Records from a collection
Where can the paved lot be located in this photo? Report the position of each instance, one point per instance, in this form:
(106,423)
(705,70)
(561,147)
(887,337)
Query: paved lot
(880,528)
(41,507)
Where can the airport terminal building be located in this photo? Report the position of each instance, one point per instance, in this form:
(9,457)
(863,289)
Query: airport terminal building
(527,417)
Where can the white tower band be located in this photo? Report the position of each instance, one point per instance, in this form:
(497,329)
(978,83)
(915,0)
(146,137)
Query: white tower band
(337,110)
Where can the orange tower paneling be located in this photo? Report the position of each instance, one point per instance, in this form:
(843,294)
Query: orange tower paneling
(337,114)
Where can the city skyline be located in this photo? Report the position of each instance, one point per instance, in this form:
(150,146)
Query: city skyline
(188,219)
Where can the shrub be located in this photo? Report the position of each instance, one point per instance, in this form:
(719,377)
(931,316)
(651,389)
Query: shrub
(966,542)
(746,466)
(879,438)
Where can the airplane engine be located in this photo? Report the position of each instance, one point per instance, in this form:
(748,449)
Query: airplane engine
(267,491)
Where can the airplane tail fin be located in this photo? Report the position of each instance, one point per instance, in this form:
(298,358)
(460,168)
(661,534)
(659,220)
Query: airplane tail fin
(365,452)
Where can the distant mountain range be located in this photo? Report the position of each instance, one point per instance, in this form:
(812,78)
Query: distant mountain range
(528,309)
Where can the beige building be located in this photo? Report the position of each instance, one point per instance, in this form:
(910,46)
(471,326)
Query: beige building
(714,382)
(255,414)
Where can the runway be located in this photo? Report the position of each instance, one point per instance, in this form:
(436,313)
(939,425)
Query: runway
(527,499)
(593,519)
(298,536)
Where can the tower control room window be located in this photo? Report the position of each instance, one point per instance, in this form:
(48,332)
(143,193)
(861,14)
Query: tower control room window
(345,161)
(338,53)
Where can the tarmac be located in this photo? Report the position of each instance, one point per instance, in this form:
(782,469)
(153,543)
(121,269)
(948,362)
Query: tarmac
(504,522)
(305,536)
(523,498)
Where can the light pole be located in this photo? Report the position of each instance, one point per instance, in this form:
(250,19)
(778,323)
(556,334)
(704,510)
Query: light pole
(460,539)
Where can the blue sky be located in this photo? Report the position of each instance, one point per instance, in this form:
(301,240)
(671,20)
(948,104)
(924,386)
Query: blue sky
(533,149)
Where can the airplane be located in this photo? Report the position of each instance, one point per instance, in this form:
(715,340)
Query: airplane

WRITTEN PROBLEM: Rewrite every line of the records, starting at the line that contains "Where can the airplane engine" and continuing through the end of the records, with every answer point coordinate scaled by 0.25 and rounded to a whole number, halves rounded up. Leave all other numbers unchanged.

OUTPUT FOR THIS EXERCISE:
Where can the airplane engine be located in this photo? Report the position of each instance, one point per instance, in this form:
(748,449)
Query: airplane engine
(67,123)
Where can the airplane tail fin be located in this photo? Report the position of each instance, one point per instance, in this form:
(298,358)
(460,168)
(661,534)
(659,220)
Query: airplane tail fin
(91,113)
Where can the distant mountain range be located in this photo? Report the position of each instance, one point per instance, in this form:
(812,78)
Query: distant mountain range
(132,77)
Where can the beige building be located in this photo? Report the position of each instance, one point per instance, in this form:
(910,46)
(471,326)
Query: beige building
(179,96)
(64,104)
Where can the runway be located in this photo? Report the position of each instance, one point per instance, in this form:
(436,313)
(939,425)
Query: runway
(132,125)
(148,130)
(75,134)
Where can the tower control room window be located in this photo? Report the position of each instance, one point per instance, in this form:
(48,332)
(143,193)
(861,14)
Query: tower control room window
(86,40)
(85,13)
Where can the tarmac be located in this photo? Report the position of each instance, one point per instance, in this form:
(782,469)
(153,543)
(121,269)
(948,362)
Query: tarmac
(126,131)
(76,134)
(131,125)
Where can the light pole be located in this photo? Report the position of each instance, one point per instance, in this form:
(250,19)
(778,323)
(556,334)
(704,510)
Query: light pole
(115,135)
Where can the blue sky be located in this photo? Report the position of each instance, one point per instance, in this form:
(301,240)
(671,20)
(948,104)
(924,386)
Query: blue sky
(133,37)
Where can the airplane be located in this photo? Report the position of each instance, one point per instance, in this form:
(715,340)
Query: airplane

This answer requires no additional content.